Which lines in the data below contain the string "sheepdog", with case counting? Pick out each of those lines and copy it.

▶ Data:
++++++++

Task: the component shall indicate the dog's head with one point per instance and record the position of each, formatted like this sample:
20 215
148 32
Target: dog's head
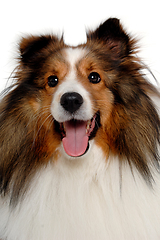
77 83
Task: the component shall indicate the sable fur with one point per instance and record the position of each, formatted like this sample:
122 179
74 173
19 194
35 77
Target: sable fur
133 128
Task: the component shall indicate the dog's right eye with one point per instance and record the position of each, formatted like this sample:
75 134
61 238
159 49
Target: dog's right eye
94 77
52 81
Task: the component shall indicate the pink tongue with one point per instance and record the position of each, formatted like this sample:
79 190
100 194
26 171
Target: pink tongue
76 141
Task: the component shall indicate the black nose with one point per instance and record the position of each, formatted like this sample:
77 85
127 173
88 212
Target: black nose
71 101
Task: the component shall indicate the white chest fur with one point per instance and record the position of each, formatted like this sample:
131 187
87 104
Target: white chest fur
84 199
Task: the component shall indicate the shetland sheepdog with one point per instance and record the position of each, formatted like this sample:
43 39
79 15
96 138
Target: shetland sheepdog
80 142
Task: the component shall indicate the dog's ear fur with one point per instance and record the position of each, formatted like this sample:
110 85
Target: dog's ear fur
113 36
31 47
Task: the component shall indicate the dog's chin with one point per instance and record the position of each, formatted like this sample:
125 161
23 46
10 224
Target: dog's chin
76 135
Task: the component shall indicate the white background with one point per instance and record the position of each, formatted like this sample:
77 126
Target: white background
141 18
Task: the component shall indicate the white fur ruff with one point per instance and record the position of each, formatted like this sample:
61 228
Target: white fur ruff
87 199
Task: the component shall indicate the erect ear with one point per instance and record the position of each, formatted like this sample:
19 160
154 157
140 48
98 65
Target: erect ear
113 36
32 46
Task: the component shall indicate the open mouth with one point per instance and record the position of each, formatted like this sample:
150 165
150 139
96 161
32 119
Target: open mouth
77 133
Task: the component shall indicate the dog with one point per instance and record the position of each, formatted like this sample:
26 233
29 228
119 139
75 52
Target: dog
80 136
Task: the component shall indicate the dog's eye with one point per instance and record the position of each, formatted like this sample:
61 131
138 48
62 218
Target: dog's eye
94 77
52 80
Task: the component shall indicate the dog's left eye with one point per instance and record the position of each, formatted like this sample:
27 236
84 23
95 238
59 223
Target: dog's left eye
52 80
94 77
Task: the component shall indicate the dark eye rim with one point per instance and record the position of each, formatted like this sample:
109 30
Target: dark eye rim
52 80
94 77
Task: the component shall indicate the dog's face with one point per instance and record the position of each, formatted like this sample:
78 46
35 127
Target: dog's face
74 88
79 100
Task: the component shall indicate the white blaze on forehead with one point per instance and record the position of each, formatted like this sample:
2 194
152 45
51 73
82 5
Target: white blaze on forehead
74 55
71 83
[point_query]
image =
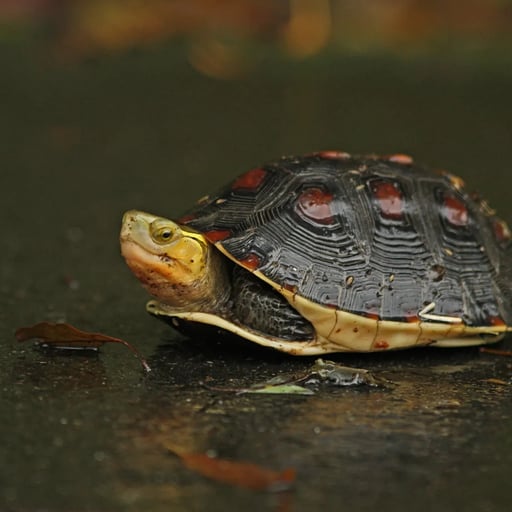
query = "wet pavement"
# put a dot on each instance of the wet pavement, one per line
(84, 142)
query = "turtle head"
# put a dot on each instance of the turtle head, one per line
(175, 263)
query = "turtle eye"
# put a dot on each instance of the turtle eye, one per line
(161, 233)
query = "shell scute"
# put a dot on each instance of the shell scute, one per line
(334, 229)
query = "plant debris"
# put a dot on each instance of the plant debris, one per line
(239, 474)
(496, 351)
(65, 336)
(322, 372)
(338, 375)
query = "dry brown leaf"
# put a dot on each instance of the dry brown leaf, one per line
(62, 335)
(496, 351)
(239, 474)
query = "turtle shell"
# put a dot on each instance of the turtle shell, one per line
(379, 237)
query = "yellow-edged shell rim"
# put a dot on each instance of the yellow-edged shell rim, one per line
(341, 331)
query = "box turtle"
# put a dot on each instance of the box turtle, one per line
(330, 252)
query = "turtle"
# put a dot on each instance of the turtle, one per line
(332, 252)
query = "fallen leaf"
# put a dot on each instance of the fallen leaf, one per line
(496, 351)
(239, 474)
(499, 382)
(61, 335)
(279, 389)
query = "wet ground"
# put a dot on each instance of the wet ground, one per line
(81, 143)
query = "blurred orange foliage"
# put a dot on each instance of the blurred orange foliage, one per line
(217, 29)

++++++++

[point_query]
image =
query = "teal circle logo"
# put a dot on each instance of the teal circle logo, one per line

++++++++

▶ Response below:
Task: the component shall indicate the shetland sheepdog with one point per instance and record the position of each, formatted like this sample:
Target: shetland sheepdog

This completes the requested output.